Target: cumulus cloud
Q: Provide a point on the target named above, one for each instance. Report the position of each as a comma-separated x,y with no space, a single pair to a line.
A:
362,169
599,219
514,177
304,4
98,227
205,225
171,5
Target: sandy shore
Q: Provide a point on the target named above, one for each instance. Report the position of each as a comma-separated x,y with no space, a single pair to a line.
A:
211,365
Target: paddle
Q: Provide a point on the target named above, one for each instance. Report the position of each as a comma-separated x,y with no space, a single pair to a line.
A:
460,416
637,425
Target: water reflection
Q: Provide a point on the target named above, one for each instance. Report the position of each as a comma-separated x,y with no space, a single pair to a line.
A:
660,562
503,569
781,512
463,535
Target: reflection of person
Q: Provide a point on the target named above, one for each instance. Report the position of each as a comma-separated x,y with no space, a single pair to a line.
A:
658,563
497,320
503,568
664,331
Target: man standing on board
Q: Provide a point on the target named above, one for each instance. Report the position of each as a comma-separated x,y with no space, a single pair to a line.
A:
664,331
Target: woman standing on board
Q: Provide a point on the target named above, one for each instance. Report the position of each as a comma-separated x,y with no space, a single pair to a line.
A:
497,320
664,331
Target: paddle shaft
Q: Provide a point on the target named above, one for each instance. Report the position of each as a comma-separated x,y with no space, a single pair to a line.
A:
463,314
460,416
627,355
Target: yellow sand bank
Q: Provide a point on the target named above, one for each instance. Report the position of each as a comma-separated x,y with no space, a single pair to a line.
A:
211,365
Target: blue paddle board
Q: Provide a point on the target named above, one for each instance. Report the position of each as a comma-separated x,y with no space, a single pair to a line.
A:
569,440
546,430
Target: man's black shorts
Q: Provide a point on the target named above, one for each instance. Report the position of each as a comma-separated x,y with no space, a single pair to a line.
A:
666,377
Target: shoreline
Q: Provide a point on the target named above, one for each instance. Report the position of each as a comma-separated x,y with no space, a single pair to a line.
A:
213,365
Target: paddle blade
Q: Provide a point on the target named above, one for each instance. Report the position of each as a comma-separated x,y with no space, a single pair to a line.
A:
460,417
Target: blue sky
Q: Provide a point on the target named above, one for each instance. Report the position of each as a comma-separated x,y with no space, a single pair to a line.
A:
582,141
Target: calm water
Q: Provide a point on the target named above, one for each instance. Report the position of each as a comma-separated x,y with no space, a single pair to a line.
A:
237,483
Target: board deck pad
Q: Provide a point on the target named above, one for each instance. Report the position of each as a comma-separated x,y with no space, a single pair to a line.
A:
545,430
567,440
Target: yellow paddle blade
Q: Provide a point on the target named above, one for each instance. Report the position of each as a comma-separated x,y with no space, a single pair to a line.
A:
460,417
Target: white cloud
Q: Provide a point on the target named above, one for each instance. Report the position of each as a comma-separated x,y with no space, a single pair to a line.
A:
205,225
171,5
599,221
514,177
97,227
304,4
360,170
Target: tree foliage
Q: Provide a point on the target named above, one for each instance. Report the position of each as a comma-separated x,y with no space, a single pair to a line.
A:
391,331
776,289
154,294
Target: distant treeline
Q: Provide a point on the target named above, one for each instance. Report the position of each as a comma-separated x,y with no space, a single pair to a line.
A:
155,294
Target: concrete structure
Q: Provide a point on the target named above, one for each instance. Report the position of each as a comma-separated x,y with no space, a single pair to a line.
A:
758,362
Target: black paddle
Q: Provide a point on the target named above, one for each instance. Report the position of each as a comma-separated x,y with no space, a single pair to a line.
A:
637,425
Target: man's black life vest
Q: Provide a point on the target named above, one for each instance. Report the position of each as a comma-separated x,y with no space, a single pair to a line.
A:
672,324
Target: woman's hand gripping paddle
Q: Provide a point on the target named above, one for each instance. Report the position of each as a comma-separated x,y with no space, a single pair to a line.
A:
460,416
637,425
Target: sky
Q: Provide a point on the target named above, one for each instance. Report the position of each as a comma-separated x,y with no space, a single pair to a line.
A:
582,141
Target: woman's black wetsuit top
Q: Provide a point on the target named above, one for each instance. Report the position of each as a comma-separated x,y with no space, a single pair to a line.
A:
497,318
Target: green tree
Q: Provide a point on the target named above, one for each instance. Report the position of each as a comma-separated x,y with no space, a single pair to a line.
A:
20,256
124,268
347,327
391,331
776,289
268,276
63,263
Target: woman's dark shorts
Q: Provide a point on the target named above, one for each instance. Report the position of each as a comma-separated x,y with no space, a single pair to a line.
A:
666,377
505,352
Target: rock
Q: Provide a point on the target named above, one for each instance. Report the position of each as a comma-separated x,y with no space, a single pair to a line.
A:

• • •

» **Required task**: Rewrite the material above with every "comma-separated" changed to "comma-delimited", and leave everything else as it is.

» **Written answer**:
Target: cumulus cloud
Q: Provide a point on the target named above, one for each instance. Report the position of each as a comma-delimited x,y with no space, a single pair to a line.
A:
362,169
599,219
514,177
304,4
98,227
205,225
171,5
Target: sandy shore
Q: Provide a point on the target named above, one for each instance. Report the position of each as a comma-delimited x,y with no space, a single pair to a line.
A:
211,365
Target: paddle
Q: Provide a point on the target named above, one for each instance. Report the position of each as a comma-delimited x,y with no space, a single pair to a line.
A:
460,416
637,425
Target: water reflection
Q: Provide a point on the target named above, one for each instance. Report the position of each as a comma-delimited x,y with no space, a single pair to a line.
A:
660,562
503,569
781,512
463,535
Target: reflection of person
Q: Provide a point on the target named above, one for each instance. Report the position of each as a comma-delimited x,y with no space, a single pair to a line.
A:
658,563
497,320
503,568
664,331
Target: man standing on board
Q: Provide a point on the target named above, one for each instance. Report the position of each as a comma-delimited x,y with no space, a single pair to a line.
A:
664,331
Target: woman standing on board
Q: Provide a point on the target named above, one for each instance. Report the position of each as a comma-delimited x,y with no space, a single pair to a line.
A:
497,320
664,331
Target: paddle shaft
Q: Provide a point on the target named above, one for each instance. Report the position of each as a comma-delimited x,y with no space, a single pair to a line.
A:
463,314
460,416
627,355
Target: yellow sand bank
Q: Provide a point on the target named above, one for each instance. Report the position of each as a comma-delimited x,y with no space, a single pair to a line.
A:
211,365
Target: blue paddle board
Q: Provide a point on the target named above, one for each instance. Report the position of each as a comma-delimited x,y with no space, a single pair to a line.
A:
569,440
546,430
Target: man's black shorts
Q: Provide a point on the target named above, one for each instance. Report the position of each as a comma-delimited x,y with no space, a single pair to a line.
A:
666,377
Target: shoreline
Q: Provide a point on the target named above, one for each instance. Report the position of each as a comma-delimited x,y with no space, a single pair to a line.
A:
213,365
Target: paddle blade
Q: Provide a point on the target named above, one for each instance. Report the position of each as a comma-delimited x,y with no space, a single pair to a line.
A:
460,417
Target: blue sky
Q: Provide a point on the target named above, one for each instance. Report the position of each as a comma-delimited x,y with no space, a single pair to a line.
A:
582,141
Target: calm water
Q: Provide a point on the target named above, one for each instance. Report the position of each as a comma-delimited x,y with no space, a single pair to a line.
A:
237,483
Target: board deck pad
Q: Provide a point on the target named above, one for each instance. Report the position of each as a comma-delimited x,y with no space, a single pair to a line.
A:
545,430
567,440
Target: yellow paddle blade
Q: Provide a point on the target named above, one for each instance. Report the position of each as a comma-delimited x,y with no space, a single pair to a line.
A:
460,417
Target: white cloud
Q: Provide a point on the target named above, one for each instance. Report the position of each as a comma-delimited x,y with no space, a single pair to a line.
A:
205,225
171,5
599,221
514,177
97,227
304,4
360,170
Target: tree foliage
Q: Provide a point on the target named above, one for each instance. Report the position of each as a comma-delimited x,y with no space, a single pair to a line.
A:
391,331
776,289
154,294
Target: distant treeline
Q: Provide a point on the target named above, one for each instance. Report the position of each as a comma-delimited x,y with no space, a single pair to a line.
A:
155,294
Target: concrete structure
Q: Provide a point on the target named above, one for each instance. Report the position of each as a comma-delimited x,y with no space, a single pair to a line.
A:
758,362
Target: black paddle
Q: Provide a point on the target named above, one for each instance. Report the position of each as a comma-delimited x,y with no space, a single pair to a line.
A:
637,425
Target: man's black life vest
Q: Provide a point on the target named above, one for each instance. Report the position of each as a comma-delimited x,y with no space, a single pair to a line.
A:
672,324
Target: woman's hand gripping paddle
Q: Provide a point on the target named above, one for each instance. Report the position of each as a comma-delimited x,y with no space, a single pair to a line.
A:
460,416
637,425
Target: sky
Q: Provide a point on the target named above, one for each instance. Report the position of each as a comma-delimited x,y with no space, a single pair to a line.
A:
582,141
Target: woman's black wetsuit top
Q: Provide a point on the target named above, one for each instance. Report the position of each as a comma-delimited x,y with no space, a single pair to a line.
A:
497,318
Target: green tree
Q: Provide a point on the target named above, one for each instance. Report the position of each as a comma-delimited x,y with no space, a single pair to a line.
A:
20,256
124,268
347,327
391,331
776,289
268,276
63,263
Target: woman's dark shorts
Q: Provide a point on the target named above, one for each instance. Report the position of each as a comma-delimited x,y with no space, a single pair to a line.
A:
666,377
505,352
Target: rock
Q: Provide a point on the target named above, one for each instance. Report the position of each as a comma-delimited x,y with no space, a single pair to a line.
A:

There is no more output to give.